Material provided Start Marker

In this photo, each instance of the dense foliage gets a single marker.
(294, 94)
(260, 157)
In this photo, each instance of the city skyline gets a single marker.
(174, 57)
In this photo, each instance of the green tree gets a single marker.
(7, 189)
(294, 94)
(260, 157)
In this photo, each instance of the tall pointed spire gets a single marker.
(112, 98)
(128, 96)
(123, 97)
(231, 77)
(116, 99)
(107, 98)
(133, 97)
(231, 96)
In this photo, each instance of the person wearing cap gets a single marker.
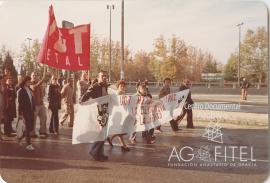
(68, 95)
(10, 106)
(244, 86)
(121, 86)
(40, 110)
(83, 84)
(99, 88)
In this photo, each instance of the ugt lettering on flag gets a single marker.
(64, 48)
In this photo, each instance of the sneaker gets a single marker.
(103, 157)
(30, 147)
(33, 135)
(43, 135)
(125, 149)
(109, 141)
(132, 141)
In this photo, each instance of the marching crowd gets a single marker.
(25, 101)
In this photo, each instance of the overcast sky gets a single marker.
(206, 24)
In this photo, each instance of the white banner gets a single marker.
(117, 114)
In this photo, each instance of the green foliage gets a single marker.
(253, 59)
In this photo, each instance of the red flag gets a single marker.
(65, 48)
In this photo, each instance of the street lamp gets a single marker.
(110, 7)
(238, 73)
(122, 43)
(29, 48)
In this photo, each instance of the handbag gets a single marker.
(20, 127)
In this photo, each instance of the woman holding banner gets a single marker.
(121, 86)
(148, 135)
(26, 109)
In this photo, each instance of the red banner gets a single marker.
(65, 48)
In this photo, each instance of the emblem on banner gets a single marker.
(103, 114)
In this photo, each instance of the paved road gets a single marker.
(56, 160)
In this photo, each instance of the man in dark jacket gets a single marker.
(96, 90)
(244, 86)
(165, 90)
(187, 108)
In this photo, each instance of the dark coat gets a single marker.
(94, 91)
(54, 97)
(10, 102)
(189, 99)
(26, 108)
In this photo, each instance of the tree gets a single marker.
(230, 69)
(253, 60)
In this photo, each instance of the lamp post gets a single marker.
(122, 43)
(238, 70)
(110, 7)
(29, 48)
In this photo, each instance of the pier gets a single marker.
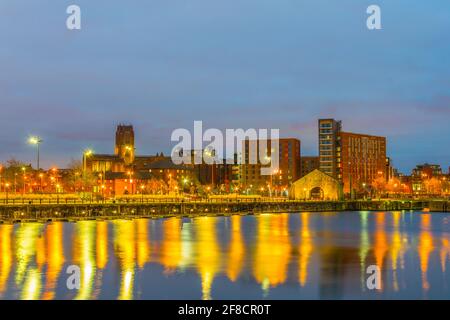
(63, 209)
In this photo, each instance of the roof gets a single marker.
(165, 163)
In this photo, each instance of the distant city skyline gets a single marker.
(253, 64)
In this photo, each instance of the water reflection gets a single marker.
(326, 255)
(5, 256)
(125, 249)
(305, 249)
(425, 248)
(236, 250)
(273, 250)
(84, 257)
(208, 253)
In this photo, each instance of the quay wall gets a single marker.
(23, 212)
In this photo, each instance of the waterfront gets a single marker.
(268, 256)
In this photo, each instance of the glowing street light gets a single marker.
(35, 140)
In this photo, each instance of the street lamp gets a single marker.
(7, 189)
(23, 186)
(34, 140)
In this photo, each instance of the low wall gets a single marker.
(44, 212)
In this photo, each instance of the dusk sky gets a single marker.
(160, 65)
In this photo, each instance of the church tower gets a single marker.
(125, 143)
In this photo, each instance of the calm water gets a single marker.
(270, 256)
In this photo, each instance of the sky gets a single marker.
(160, 65)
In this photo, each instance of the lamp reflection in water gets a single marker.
(305, 249)
(54, 257)
(396, 248)
(236, 249)
(381, 246)
(5, 256)
(125, 248)
(84, 256)
(445, 250)
(364, 247)
(102, 244)
(425, 247)
(273, 250)
(142, 242)
(171, 251)
(208, 253)
(25, 245)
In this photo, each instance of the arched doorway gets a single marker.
(316, 193)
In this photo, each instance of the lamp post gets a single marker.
(23, 186)
(34, 140)
(7, 189)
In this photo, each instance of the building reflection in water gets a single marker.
(26, 239)
(305, 249)
(364, 246)
(425, 247)
(236, 250)
(101, 245)
(32, 256)
(54, 257)
(380, 244)
(208, 253)
(396, 248)
(6, 258)
(445, 250)
(142, 242)
(272, 251)
(84, 257)
(125, 249)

Material provided End Marker

**What you have to do**
Every line of the records above must reappear exactly, though the pictures must not.

**Exercise answer**
In this photo, each instance of the dense foliage gets a single marker.
(294, 94)
(260, 157)
In this photo, each instance of the city skyline gets a single marker.
(174, 57)
In this photo, each instance of the green tree gets a single marker.
(7, 189)
(294, 94)
(260, 157)
In this photo, each instance of the tall pointed spire gets a single marker.
(112, 98)
(128, 96)
(123, 97)
(231, 77)
(116, 99)
(107, 98)
(133, 97)
(231, 96)
In this photo, each instance of the person wearing cap gets a single marker.
(68, 95)
(10, 106)
(244, 86)
(121, 86)
(40, 110)
(83, 84)
(99, 88)
In this photo, each instance of the ugt lettering on flag gets a single marker.
(64, 48)
In this photo, each instance of the sneaker gets a single marker.
(103, 157)
(30, 147)
(33, 135)
(43, 135)
(125, 149)
(109, 141)
(132, 141)
In this photo, each instance of the marching crowd gets a single marker.
(25, 101)
In this photo, each instance of the overcast sky gets a single marker.
(206, 24)
In this photo, each instance of the white banner gets a single marker.
(117, 114)
In this photo, each instance of the green foliage gets a single marker.
(253, 59)
In this photo, each instance of the red flag gets a single marker.
(65, 48)
In this photo, each instance of the street lamp gets a single marker.
(110, 7)
(238, 73)
(122, 43)
(29, 48)
In this photo, each instance of the handbag gets a single marker.
(20, 127)
In this photo, each instance of the woman holding banner gets a single marker.
(121, 86)
(148, 135)
(26, 109)
In this photo, each instance of the red banner gets a single marker.
(65, 48)
In this photo, each instance of the emblem on banner gets a single marker.
(103, 114)
In this photo, each instance of the paved road gets a single marker.
(56, 160)
In this photo, each instance of the man in dark jacket gets a single marker.
(96, 90)
(244, 86)
(165, 90)
(187, 108)
In this photo, each instance of the dark coat gets a single marker.
(94, 91)
(54, 97)
(10, 102)
(189, 99)
(26, 108)
In this photo, each instance of the tree gets a single marker.
(230, 69)
(253, 60)
In this photo, each instance of the lamp post gets a single marker.
(122, 43)
(238, 70)
(110, 7)
(29, 48)
In this photo, each instance of the pier gets a single marker.
(63, 209)
In this photo, each instance of the roof gets a single marker.
(165, 163)
In this photo, each instance of the distant city skyline gets a single marker.
(253, 64)
In this photo, each instance of the water reflection gets a single marker.
(326, 255)
(5, 256)
(125, 249)
(305, 249)
(425, 248)
(236, 250)
(273, 250)
(84, 257)
(208, 253)
In this photo, each instance of the quay wall gets a single marker.
(23, 212)
In this photo, each instance of the waterfront gets a single marker.
(268, 256)
In this photo, each instance of the glowing street light gets a single marker.
(35, 140)
In this photo, each instance of the street lamp gets a single marker.
(7, 189)
(23, 186)
(34, 140)
In this photo, each instance of the low wall gets a single marker.
(44, 212)
In this photo, each instance of the dusk sky gets a single marker.
(160, 65)
In this photo, each instance of the church tower gets a single marker.
(125, 143)
In this photo, each instance of the calm water gets a single marker.
(270, 256)
In this photo, each instance of the sky gets a single marker.
(160, 65)
In this photo, each instance of the lamp reflection in water gets a single marker.
(305, 249)
(54, 257)
(396, 248)
(236, 249)
(381, 246)
(5, 256)
(125, 248)
(84, 256)
(445, 250)
(364, 247)
(102, 244)
(425, 247)
(273, 250)
(142, 242)
(171, 251)
(208, 253)
(25, 245)
In this photo, each instance of the arched doorway gets a single marker.
(316, 193)
In this photo, each instance of the lamp post gets a single marker.
(23, 186)
(34, 140)
(7, 189)
In this photo, each instance of the building reflection in water gets a single marker.
(26, 239)
(305, 249)
(364, 246)
(425, 247)
(236, 250)
(101, 245)
(32, 256)
(54, 257)
(380, 244)
(208, 253)
(396, 248)
(6, 258)
(445, 250)
(142, 242)
(272, 251)
(84, 257)
(125, 249)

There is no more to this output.